### LISTED ENTRIES ###

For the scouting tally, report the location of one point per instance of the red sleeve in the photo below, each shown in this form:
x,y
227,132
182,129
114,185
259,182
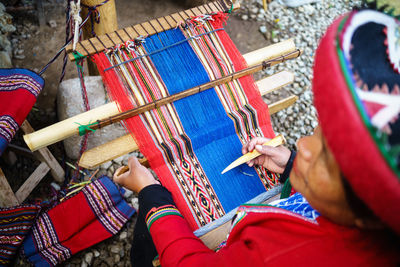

###

ABOUT THIS EXERCISE >> Set out the material once more, exact in every line, with no images.

PROBLEM SOLUTION >>
For the scouting tally, report the location of one point per instance of the red sleeve in the photo below, each shown in this form:
x,y
227,132
182,129
114,185
259,182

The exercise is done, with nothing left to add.